## [Set task 1]
Convert everything from the row line containing "# point at: wooden boat (one per instance)" down to the last of the rows into a JSON list of strings, one string per line, leaving out blank lines.

On Mon, 10 Nov 2008 11:51:34 +0100, Tommy Thorsen <[EMAIL PROTECTED]>
wrote:
I noticed that, according to the html5 algorithm, when the parser sees a
<title> start tag when in the "in body" insertion mode, it's not
supposed to relocate it to the head element. Opera matches this
behaviour, but Firefox moves any title tag it finds into the head
element.
HTML5 used to match Firefox, but changed since, IIRC, Mozilla said they
considered their behavior a bug and would change to match Opera.
The description of the title element in the spec ("4.2.2 The title
element") says:
Contexts in which this element may be used:
In a head element containing no other title elements.
I don't care very strongly about whether or not title elements are
allowed anywhere, but I do think the output of the parsing algorithm
should be valid html according to the rest of the spec.
Why?
I think everything I've said about the <title> element also applies to
the <base> element.
FWIW: In our implementation, I've changed the handling of "base" and
"title" in "in body" to:
Process the token using the rules for the "after head" insertion
mode.

## [Records provided]
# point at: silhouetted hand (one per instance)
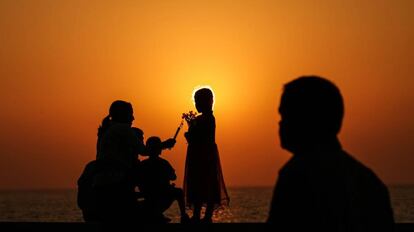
(169, 143)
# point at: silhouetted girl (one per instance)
(203, 180)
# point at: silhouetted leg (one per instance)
(197, 211)
(209, 212)
(179, 196)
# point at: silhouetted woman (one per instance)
(203, 180)
(118, 147)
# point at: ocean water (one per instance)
(248, 204)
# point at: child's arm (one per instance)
(169, 143)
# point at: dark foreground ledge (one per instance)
(224, 227)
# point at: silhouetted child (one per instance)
(203, 180)
(156, 175)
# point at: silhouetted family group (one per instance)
(321, 187)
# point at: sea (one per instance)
(248, 204)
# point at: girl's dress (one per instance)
(203, 178)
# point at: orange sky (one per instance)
(63, 62)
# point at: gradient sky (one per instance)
(62, 63)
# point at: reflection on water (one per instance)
(247, 204)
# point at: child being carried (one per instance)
(156, 175)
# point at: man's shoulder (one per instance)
(362, 173)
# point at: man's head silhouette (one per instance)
(311, 110)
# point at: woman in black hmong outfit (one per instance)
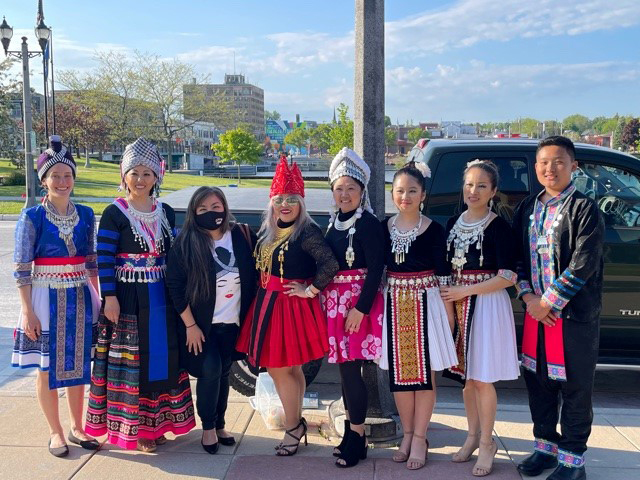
(480, 251)
(418, 323)
(137, 392)
(285, 326)
(353, 300)
(211, 278)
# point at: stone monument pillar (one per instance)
(368, 130)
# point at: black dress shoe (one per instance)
(212, 449)
(535, 463)
(58, 451)
(227, 441)
(86, 444)
(562, 472)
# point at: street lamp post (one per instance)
(42, 33)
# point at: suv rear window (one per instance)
(445, 198)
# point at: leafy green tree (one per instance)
(416, 134)
(631, 133)
(341, 134)
(390, 137)
(298, 137)
(271, 115)
(240, 146)
(617, 134)
(9, 129)
(577, 123)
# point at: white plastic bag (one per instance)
(267, 403)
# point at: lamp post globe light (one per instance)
(42, 33)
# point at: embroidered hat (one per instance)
(287, 180)
(142, 152)
(347, 162)
(56, 153)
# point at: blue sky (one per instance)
(469, 60)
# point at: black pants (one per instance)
(212, 388)
(570, 401)
(354, 391)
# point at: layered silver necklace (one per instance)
(350, 228)
(464, 234)
(64, 223)
(149, 228)
(401, 241)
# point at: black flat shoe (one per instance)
(58, 451)
(337, 451)
(86, 444)
(227, 441)
(211, 449)
(563, 472)
(536, 463)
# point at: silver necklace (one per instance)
(349, 226)
(149, 228)
(401, 241)
(545, 238)
(464, 234)
(64, 223)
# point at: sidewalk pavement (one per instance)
(614, 447)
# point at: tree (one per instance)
(240, 146)
(416, 134)
(631, 133)
(298, 137)
(319, 137)
(390, 137)
(273, 115)
(113, 90)
(577, 123)
(161, 82)
(341, 134)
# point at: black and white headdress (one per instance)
(142, 152)
(348, 163)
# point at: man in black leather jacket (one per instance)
(560, 235)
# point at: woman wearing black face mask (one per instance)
(212, 279)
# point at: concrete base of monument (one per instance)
(381, 431)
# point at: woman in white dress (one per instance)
(480, 251)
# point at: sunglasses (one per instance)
(279, 201)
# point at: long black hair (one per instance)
(195, 244)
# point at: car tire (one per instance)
(242, 377)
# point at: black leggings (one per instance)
(354, 391)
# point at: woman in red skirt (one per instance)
(285, 326)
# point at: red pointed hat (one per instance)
(287, 180)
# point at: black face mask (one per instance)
(211, 220)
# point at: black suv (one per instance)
(609, 177)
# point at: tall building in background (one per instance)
(246, 100)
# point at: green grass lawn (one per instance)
(102, 180)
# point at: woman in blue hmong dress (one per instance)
(55, 258)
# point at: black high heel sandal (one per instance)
(289, 450)
(337, 451)
(354, 451)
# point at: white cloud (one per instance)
(484, 91)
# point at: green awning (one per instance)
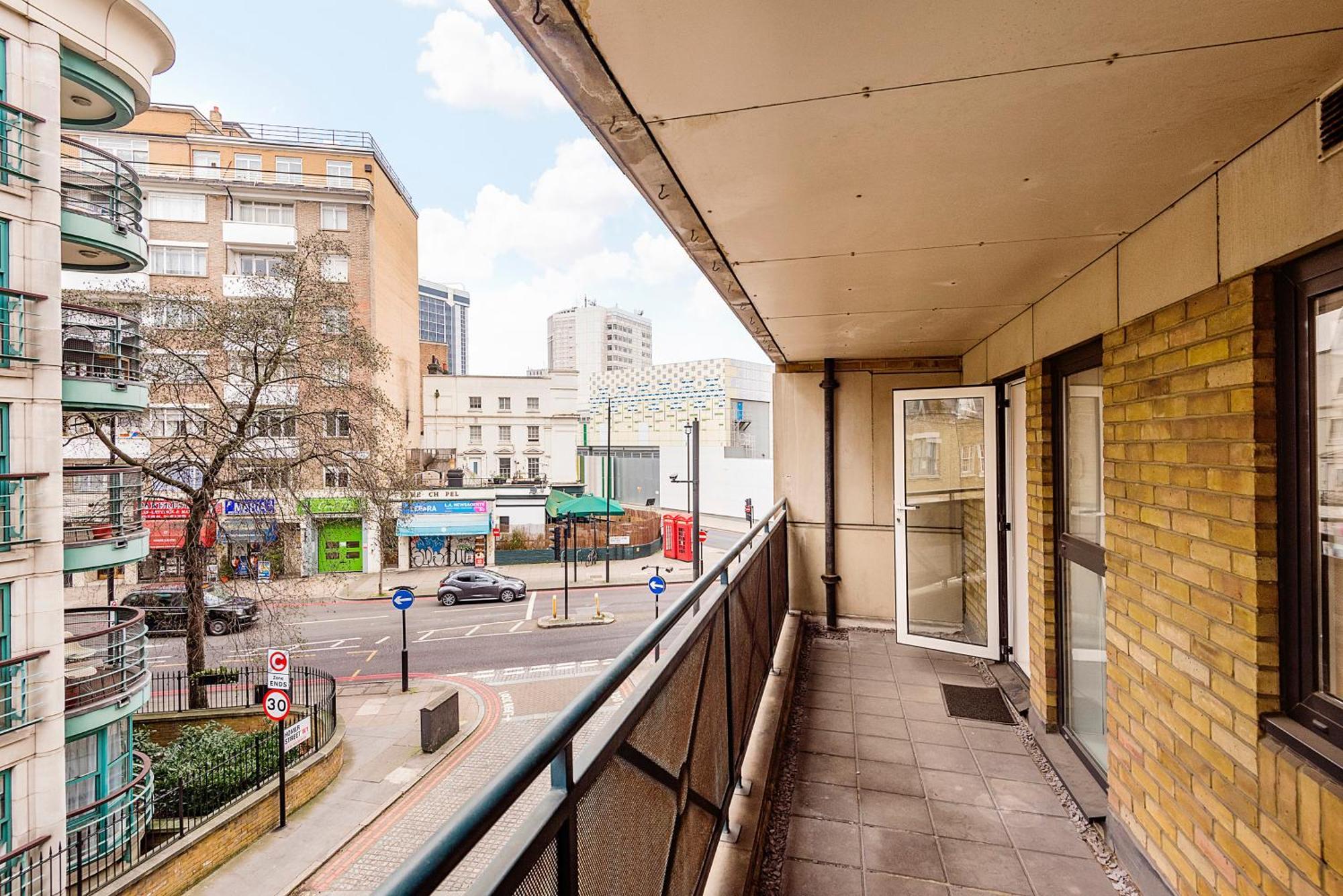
(590, 506)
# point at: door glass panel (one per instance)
(1329, 481)
(946, 562)
(1086, 652)
(1086, 497)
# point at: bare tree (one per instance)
(267, 393)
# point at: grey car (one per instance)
(480, 585)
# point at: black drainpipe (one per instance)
(831, 577)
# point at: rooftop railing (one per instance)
(100, 345)
(18, 144)
(107, 655)
(101, 502)
(299, 136)
(641, 809)
(97, 184)
(254, 176)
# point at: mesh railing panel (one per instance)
(625, 828)
(692, 850)
(664, 733)
(710, 772)
(543, 878)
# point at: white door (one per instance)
(1019, 588)
(946, 511)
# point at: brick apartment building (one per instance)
(1091, 260)
(225, 201)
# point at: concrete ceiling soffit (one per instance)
(565, 50)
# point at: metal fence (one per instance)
(643, 808)
(146, 816)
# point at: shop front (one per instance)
(336, 538)
(167, 524)
(257, 540)
(445, 533)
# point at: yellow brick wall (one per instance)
(1192, 605)
(1040, 545)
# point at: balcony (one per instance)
(18, 144)
(21, 691)
(100, 211)
(103, 517)
(101, 361)
(107, 664)
(268, 235)
(107, 836)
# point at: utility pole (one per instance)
(695, 491)
(606, 487)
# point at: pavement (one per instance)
(383, 761)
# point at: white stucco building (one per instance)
(506, 428)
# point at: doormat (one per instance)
(985, 705)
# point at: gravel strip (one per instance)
(770, 882)
(1090, 834)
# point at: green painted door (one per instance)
(342, 549)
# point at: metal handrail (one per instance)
(120, 667)
(268, 176)
(18, 142)
(97, 184)
(97, 344)
(111, 510)
(300, 136)
(551, 750)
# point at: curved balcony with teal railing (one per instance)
(103, 519)
(108, 835)
(101, 361)
(101, 211)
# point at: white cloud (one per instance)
(479, 68)
(524, 258)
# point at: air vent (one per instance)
(1332, 121)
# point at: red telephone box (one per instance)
(684, 540)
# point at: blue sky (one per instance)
(518, 201)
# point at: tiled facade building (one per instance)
(1117, 243)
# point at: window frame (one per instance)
(1067, 546)
(1311, 719)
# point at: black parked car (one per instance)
(480, 585)
(166, 608)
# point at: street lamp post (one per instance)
(610, 481)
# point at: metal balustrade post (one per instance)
(566, 839)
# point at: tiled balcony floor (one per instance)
(895, 797)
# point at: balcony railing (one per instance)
(18, 144)
(17, 325)
(97, 184)
(100, 345)
(107, 656)
(641, 808)
(14, 509)
(111, 831)
(21, 691)
(101, 503)
(272, 177)
(297, 136)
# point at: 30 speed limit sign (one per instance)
(276, 706)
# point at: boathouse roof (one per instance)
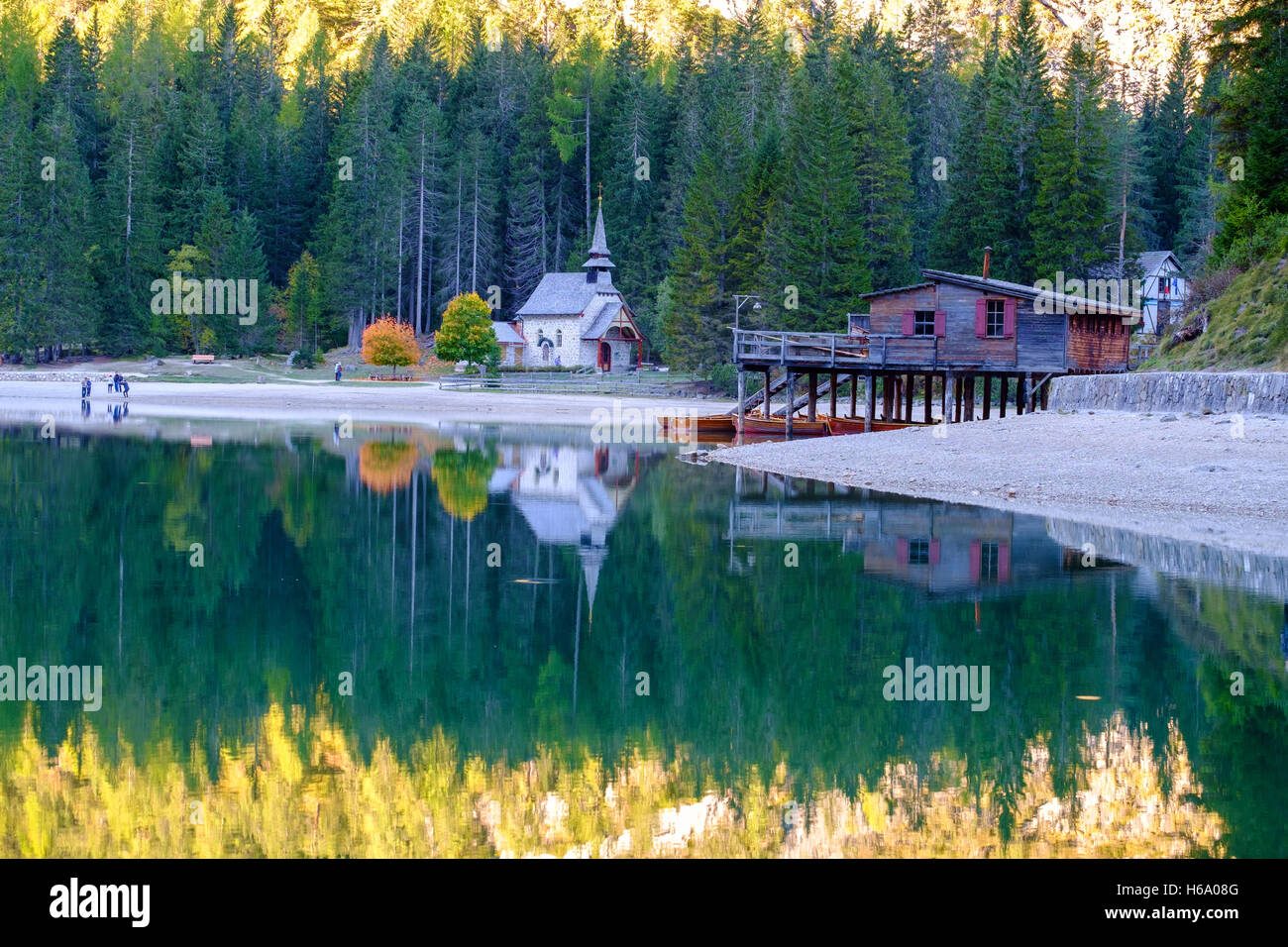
(1014, 289)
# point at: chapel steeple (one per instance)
(599, 258)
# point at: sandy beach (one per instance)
(1189, 478)
(326, 402)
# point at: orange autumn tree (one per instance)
(389, 342)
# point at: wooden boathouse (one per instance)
(952, 338)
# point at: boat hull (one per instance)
(682, 425)
(854, 425)
(777, 427)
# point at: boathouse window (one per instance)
(995, 318)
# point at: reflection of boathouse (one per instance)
(943, 549)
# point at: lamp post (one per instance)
(738, 300)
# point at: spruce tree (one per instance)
(1019, 111)
(1072, 221)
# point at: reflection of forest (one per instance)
(301, 789)
(758, 669)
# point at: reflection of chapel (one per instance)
(570, 497)
(578, 318)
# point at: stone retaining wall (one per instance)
(1247, 392)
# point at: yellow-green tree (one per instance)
(467, 331)
(387, 342)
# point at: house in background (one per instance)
(581, 318)
(1164, 289)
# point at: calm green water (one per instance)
(510, 587)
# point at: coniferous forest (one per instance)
(361, 158)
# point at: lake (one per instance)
(471, 641)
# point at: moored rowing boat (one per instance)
(755, 425)
(854, 425)
(686, 425)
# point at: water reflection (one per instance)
(496, 596)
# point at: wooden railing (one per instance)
(835, 350)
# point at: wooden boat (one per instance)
(696, 427)
(755, 425)
(854, 425)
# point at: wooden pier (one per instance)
(965, 346)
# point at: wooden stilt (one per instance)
(870, 394)
(791, 402)
(742, 401)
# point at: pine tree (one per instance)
(1168, 133)
(1254, 137)
(819, 261)
(971, 218)
(1072, 221)
(1019, 111)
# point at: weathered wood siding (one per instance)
(1041, 339)
(1098, 344)
(888, 309)
(960, 343)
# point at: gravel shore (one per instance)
(325, 402)
(1196, 478)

## [Set task 2]
Decide whether each statement agrees with the message on title parsing, answering yes or no and quoting the words that settle it. (a) Opera moves a title tag found in the "in body" insertion mode into the head element. (b) According to section 4.2.2, a title element may be used in a head element containing no other title elements. (c) The implementation described now processes "base" and "title" in "in body" by the rules of the "after head" insertion mode.

## [Expected output 1]
[
  "# point at: wooden boat (one per instance)",
  "(696, 427)",
  "(755, 425)",
  "(854, 425)",
  "# point at: wooden pier (one per instance)",
  "(965, 346)",
  "# point at: wooden stilt (one per instance)",
  "(870, 394)",
  "(791, 402)",
  "(742, 401)",
  "# point at: pine tree (one per instance)",
  "(1168, 133)",
  "(1254, 137)",
  "(819, 261)",
  "(971, 218)",
  "(1072, 221)",
  "(1019, 111)",
  "# point at: weathered wood siding (one per instance)",
  "(1041, 339)",
  "(1098, 344)",
  "(888, 309)",
  "(960, 343)",
  "# point at: gravel shore (one per instance)",
  "(325, 402)",
  "(1196, 478)"
]

## [Expected output 2]
(a) No: "Opera matches this behaviour, but Firefox moves any title tag it finds into the head element."
(b) Yes: "In a head element containing no other title elements."
(c) Yes: "Process the token using the rules for the "after head" insertion mode."